# Exercise materials
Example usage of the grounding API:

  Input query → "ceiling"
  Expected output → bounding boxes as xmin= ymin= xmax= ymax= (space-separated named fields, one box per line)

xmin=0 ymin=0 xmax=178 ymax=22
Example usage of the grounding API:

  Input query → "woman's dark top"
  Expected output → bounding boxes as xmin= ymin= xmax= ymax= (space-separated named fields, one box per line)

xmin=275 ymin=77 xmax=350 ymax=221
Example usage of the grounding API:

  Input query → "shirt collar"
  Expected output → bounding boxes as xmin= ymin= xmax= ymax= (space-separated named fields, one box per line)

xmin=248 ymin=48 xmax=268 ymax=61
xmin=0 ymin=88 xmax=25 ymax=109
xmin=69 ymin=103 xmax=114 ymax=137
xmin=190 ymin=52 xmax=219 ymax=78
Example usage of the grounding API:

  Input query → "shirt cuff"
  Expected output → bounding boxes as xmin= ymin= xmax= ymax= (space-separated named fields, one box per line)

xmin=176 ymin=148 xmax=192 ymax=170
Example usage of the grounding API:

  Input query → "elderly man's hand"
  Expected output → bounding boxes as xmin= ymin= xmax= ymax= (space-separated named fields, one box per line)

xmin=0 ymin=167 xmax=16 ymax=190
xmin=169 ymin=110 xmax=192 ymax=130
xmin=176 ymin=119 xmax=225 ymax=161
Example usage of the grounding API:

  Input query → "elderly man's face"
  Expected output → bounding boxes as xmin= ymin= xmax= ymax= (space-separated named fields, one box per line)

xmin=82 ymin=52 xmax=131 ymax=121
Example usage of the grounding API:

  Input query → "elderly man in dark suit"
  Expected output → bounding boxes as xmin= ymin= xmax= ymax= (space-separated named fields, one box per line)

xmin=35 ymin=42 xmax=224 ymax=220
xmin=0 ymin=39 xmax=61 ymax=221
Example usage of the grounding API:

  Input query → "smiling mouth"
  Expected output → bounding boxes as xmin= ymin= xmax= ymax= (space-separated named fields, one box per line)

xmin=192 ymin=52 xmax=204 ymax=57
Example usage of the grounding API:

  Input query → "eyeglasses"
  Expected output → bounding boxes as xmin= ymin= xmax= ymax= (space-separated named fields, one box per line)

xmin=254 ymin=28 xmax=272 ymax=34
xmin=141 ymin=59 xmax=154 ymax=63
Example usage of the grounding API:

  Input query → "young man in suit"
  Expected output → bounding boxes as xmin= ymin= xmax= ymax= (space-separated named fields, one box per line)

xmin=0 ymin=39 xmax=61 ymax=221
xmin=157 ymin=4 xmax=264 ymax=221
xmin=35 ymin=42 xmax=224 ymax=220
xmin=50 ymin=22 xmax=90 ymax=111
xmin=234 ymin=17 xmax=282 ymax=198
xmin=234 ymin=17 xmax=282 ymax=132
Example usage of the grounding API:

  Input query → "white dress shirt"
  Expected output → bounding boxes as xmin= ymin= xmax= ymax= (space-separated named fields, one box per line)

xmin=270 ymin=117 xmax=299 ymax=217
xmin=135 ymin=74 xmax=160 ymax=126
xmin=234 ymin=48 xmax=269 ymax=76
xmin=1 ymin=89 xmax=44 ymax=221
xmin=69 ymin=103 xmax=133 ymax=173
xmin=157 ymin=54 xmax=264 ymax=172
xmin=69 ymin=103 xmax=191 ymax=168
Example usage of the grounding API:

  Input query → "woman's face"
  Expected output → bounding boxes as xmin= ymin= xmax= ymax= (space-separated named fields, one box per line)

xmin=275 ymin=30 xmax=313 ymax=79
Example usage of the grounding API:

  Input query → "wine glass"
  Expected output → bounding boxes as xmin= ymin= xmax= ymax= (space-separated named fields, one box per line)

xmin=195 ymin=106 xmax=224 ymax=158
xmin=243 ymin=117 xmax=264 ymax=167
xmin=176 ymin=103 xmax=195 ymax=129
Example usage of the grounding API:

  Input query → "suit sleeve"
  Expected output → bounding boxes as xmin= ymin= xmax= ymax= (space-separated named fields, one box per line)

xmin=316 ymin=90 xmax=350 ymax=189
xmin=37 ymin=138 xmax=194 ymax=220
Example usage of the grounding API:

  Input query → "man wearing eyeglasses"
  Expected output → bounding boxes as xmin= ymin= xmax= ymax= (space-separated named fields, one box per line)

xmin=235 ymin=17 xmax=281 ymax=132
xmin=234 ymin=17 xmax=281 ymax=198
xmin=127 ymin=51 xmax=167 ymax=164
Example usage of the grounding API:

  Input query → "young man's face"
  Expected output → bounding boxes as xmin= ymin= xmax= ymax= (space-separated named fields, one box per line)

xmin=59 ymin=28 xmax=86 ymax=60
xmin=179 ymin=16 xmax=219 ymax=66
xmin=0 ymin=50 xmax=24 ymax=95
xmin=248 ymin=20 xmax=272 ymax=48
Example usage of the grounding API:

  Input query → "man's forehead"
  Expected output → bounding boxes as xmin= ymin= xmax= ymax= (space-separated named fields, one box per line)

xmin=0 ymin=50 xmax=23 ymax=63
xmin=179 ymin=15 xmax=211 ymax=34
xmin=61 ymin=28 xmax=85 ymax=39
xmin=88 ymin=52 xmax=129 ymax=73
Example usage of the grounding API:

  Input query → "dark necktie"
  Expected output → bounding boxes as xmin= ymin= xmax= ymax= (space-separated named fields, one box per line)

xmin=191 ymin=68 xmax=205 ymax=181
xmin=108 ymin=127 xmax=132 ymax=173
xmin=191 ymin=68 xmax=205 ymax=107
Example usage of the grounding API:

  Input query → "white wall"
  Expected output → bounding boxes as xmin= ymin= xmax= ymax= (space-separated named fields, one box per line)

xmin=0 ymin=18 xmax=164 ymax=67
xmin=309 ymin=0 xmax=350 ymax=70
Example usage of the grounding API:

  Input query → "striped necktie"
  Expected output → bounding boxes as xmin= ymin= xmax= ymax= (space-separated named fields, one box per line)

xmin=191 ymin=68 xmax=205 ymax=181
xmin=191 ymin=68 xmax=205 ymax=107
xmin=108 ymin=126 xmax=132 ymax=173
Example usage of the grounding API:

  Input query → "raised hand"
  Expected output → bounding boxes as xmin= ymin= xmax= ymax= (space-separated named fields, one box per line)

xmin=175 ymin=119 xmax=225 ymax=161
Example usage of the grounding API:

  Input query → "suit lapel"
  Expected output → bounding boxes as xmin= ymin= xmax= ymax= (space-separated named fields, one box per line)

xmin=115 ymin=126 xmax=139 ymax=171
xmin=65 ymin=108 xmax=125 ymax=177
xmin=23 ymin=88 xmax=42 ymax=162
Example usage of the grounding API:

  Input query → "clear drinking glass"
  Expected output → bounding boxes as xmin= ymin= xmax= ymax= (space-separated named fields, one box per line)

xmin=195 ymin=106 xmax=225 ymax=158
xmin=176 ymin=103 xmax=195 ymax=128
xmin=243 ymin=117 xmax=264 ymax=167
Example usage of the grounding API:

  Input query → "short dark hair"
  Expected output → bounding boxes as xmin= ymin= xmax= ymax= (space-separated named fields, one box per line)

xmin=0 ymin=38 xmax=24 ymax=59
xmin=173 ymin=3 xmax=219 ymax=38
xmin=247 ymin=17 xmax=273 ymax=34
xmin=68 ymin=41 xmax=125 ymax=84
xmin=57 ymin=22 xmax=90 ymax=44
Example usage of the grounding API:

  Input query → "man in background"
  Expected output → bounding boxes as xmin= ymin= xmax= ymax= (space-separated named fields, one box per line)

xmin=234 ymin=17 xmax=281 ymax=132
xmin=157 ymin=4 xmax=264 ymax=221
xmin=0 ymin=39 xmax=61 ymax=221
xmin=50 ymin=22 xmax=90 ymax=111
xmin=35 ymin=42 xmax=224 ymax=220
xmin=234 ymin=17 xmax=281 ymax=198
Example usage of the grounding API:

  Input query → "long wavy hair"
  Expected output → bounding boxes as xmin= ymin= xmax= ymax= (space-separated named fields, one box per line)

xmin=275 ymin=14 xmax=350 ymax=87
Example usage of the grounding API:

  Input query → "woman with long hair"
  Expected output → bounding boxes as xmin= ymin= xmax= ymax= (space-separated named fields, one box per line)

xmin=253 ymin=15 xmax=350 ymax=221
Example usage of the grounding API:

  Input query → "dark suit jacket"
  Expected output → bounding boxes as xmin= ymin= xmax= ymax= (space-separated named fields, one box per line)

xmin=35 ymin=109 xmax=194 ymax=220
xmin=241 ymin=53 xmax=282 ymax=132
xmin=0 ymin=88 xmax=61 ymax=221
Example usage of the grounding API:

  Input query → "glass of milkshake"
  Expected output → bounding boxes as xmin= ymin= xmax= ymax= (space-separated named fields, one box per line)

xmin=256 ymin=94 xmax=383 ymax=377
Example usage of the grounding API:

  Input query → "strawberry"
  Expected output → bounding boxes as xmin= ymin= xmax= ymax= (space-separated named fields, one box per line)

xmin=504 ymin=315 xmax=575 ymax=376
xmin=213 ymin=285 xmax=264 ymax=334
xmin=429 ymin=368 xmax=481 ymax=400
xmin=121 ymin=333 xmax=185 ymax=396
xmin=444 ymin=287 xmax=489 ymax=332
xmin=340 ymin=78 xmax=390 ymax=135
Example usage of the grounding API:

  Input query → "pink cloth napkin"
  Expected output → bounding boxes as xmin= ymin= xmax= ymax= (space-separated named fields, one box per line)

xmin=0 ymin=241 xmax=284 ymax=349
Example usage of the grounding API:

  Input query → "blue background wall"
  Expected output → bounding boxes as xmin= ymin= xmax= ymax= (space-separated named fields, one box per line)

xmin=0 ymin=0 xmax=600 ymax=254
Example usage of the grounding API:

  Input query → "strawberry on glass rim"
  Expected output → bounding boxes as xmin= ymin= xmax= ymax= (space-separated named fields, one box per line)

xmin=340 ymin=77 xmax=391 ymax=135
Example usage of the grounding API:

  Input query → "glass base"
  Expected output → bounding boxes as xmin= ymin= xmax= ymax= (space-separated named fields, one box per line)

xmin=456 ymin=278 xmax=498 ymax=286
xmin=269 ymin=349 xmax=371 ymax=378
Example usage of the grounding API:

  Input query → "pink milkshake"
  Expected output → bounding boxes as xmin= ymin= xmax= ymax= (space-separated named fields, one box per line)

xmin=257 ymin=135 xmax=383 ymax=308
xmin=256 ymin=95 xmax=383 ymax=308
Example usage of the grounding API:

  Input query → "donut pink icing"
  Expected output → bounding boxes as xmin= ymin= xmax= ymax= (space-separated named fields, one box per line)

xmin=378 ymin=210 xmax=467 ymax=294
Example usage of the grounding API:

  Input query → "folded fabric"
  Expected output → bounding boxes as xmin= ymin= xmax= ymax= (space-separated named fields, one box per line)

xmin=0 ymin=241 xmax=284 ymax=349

# Goal of the exercise
Pull out every line of the data above that contains the string "eyeglasses", matching case exactly.

# Response for this exercise
  Input query → "eyeglasses"
  Input query → "man wearing eyeglasses"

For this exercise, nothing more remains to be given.